Stated goal:
Give back the lines from the one containing "of the tree" through the final line, switching every "field-scouting tally" to "survey count" and leaving everything else unchanged.

Exercise data:
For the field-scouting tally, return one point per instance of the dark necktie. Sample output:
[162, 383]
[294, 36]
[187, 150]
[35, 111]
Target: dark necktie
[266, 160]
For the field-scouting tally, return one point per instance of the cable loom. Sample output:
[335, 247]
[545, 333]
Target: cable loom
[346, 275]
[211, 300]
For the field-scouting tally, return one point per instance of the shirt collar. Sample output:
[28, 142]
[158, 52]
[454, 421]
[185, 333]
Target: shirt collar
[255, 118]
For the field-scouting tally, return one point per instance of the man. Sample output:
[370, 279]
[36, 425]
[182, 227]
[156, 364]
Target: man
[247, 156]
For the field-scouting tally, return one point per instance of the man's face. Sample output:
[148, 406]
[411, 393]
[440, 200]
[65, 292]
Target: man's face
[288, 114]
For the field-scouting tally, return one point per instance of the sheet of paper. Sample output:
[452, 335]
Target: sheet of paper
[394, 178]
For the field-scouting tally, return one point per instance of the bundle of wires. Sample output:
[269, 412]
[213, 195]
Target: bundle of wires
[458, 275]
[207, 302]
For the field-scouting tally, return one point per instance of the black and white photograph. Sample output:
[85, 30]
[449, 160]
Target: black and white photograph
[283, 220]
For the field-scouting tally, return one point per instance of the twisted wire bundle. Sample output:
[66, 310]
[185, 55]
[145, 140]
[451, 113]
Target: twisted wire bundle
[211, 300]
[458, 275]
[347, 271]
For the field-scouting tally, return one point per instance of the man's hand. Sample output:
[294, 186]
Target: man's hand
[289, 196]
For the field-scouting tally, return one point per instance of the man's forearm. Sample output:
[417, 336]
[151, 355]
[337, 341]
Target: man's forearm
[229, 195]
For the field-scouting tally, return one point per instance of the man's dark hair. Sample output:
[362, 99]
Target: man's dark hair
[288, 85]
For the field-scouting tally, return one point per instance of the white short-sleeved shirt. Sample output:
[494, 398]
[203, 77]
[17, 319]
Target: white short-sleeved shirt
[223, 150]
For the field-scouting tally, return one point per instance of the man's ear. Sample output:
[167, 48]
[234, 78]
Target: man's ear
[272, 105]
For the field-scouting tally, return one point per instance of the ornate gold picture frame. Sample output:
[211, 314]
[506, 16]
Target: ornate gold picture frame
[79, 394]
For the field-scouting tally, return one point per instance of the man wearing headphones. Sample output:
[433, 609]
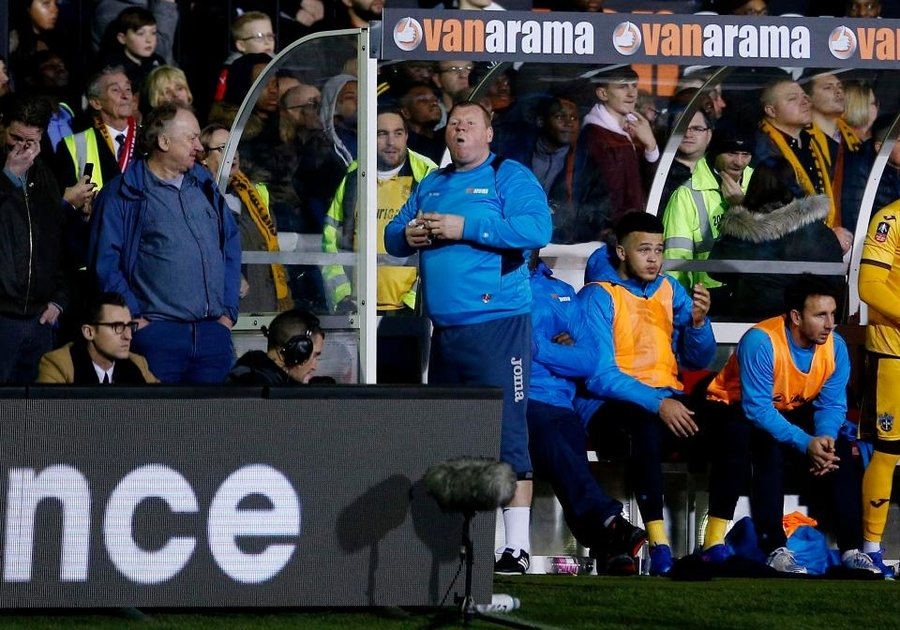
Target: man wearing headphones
[295, 344]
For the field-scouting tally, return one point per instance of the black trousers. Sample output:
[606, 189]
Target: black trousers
[747, 460]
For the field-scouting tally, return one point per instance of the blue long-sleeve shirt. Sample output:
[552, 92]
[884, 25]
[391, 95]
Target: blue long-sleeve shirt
[592, 322]
[756, 359]
[555, 367]
[174, 253]
[483, 276]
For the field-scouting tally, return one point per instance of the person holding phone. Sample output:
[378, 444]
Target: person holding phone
[33, 291]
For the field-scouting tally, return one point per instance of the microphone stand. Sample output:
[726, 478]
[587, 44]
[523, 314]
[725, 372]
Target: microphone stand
[468, 608]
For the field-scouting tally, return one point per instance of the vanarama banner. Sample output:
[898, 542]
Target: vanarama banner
[640, 38]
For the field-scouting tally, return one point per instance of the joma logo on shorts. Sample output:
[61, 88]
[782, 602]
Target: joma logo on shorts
[518, 379]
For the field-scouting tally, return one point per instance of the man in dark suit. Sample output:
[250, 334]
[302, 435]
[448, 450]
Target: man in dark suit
[103, 354]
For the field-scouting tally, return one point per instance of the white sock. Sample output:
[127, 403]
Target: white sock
[516, 523]
[870, 547]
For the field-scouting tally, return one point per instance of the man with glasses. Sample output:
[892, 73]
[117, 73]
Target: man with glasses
[692, 216]
[32, 288]
[103, 353]
[251, 33]
[452, 79]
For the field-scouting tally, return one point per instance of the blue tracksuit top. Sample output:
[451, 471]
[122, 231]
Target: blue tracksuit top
[756, 360]
[553, 365]
[592, 322]
[505, 212]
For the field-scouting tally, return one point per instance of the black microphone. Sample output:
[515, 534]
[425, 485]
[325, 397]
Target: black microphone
[470, 484]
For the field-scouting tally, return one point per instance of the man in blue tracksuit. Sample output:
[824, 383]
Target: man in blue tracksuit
[643, 324]
[556, 437]
[470, 223]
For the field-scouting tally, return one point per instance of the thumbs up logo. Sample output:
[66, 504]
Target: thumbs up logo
[627, 38]
[842, 42]
[408, 34]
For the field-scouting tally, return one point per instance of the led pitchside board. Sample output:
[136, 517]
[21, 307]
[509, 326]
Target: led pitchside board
[312, 501]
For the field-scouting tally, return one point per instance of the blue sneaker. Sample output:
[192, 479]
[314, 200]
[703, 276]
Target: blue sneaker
[878, 560]
[661, 560]
[717, 554]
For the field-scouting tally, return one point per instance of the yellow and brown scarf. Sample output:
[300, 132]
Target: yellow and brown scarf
[246, 191]
[822, 162]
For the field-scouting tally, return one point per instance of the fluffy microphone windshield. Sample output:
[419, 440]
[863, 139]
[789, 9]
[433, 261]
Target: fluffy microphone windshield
[469, 484]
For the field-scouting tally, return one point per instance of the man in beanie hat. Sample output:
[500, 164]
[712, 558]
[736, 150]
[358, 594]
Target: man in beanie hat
[616, 150]
[691, 219]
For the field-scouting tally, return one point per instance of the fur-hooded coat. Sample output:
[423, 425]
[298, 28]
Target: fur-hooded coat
[792, 232]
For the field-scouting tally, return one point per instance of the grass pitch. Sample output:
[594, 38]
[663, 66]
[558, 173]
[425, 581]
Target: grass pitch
[560, 601]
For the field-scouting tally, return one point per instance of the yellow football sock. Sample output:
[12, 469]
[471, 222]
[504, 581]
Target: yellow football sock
[715, 532]
[656, 533]
[877, 494]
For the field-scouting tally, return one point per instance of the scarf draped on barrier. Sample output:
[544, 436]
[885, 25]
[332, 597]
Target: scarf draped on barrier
[245, 190]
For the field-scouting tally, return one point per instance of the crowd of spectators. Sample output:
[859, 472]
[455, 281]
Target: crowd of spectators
[111, 153]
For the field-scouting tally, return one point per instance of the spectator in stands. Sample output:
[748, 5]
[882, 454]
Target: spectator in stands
[299, 18]
[889, 186]
[134, 46]
[421, 109]
[33, 28]
[402, 75]
[616, 145]
[860, 107]
[264, 288]
[691, 218]
[165, 14]
[475, 286]
[552, 161]
[771, 225]
[294, 346]
[787, 114]
[635, 388]
[108, 145]
[863, 8]
[48, 77]
[692, 147]
[166, 84]
[251, 33]
[878, 288]
[338, 114]
[556, 438]
[179, 272]
[102, 355]
[847, 161]
[32, 286]
[786, 394]
[451, 77]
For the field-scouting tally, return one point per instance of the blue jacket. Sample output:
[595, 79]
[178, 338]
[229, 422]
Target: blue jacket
[592, 322]
[554, 366]
[482, 277]
[119, 214]
[757, 360]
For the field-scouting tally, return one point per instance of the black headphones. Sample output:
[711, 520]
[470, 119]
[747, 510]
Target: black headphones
[298, 349]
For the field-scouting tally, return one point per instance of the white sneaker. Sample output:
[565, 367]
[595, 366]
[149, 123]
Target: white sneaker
[856, 559]
[783, 560]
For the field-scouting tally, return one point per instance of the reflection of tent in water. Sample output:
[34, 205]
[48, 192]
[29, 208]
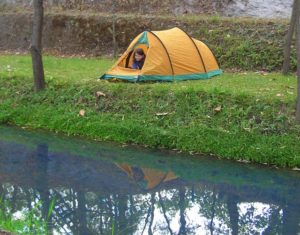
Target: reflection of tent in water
[171, 55]
[147, 178]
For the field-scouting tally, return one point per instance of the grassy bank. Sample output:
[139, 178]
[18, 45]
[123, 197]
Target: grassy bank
[248, 44]
[245, 116]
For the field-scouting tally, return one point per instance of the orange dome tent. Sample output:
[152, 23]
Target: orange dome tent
[170, 55]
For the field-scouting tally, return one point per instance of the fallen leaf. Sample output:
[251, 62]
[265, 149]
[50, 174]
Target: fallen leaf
[218, 109]
[82, 112]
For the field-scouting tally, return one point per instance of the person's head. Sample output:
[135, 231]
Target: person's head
[139, 54]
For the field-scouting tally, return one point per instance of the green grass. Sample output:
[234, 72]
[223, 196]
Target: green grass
[27, 222]
[255, 121]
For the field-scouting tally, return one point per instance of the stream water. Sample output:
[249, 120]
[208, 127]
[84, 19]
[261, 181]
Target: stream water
[101, 188]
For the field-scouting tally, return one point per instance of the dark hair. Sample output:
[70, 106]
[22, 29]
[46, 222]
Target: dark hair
[139, 51]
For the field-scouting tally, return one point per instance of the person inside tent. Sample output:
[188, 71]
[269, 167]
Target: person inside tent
[139, 59]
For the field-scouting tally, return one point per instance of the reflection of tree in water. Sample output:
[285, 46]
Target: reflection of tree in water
[152, 201]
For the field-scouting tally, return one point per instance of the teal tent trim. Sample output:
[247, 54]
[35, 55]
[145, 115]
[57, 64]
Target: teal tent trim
[170, 78]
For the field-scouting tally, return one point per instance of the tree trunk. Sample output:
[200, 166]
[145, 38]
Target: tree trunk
[36, 46]
[289, 38]
[298, 65]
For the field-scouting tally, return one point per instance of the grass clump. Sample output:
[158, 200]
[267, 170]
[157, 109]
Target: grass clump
[242, 116]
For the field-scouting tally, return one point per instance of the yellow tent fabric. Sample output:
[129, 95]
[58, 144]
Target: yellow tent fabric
[170, 55]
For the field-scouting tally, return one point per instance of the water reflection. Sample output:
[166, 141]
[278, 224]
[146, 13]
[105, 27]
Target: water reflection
[109, 190]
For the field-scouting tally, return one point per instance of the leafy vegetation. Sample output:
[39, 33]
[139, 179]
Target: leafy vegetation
[241, 116]
[23, 222]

Finished answer:
For the survey count, return one point per instance of the tree trunk. Sample output:
[200, 166]
[145, 38]
Target: tree trunk
[36, 46]
[289, 38]
[298, 65]
For the survey count, return one point per instance of the grass clump. Sample output:
[158, 200]
[267, 170]
[157, 109]
Target: grass clump
[242, 116]
For the survey count, return one point per instance of the yellow tent fabric. Sample output:
[129, 95]
[58, 144]
Target: yellow tent fabric
[170, 55]
For the survey count, return one point per instance of the water reflection. Sample output:
[166, 141]
[278, 224]
[146, 13]
[105, 27]
Target: water reflection
[109, 190]
For the survey count, return one point per instance of the leafy vegetation. Sample output:
[39, 33]
[139, 179]
Target: leafy vegetation
[241, 116]
[23, 222]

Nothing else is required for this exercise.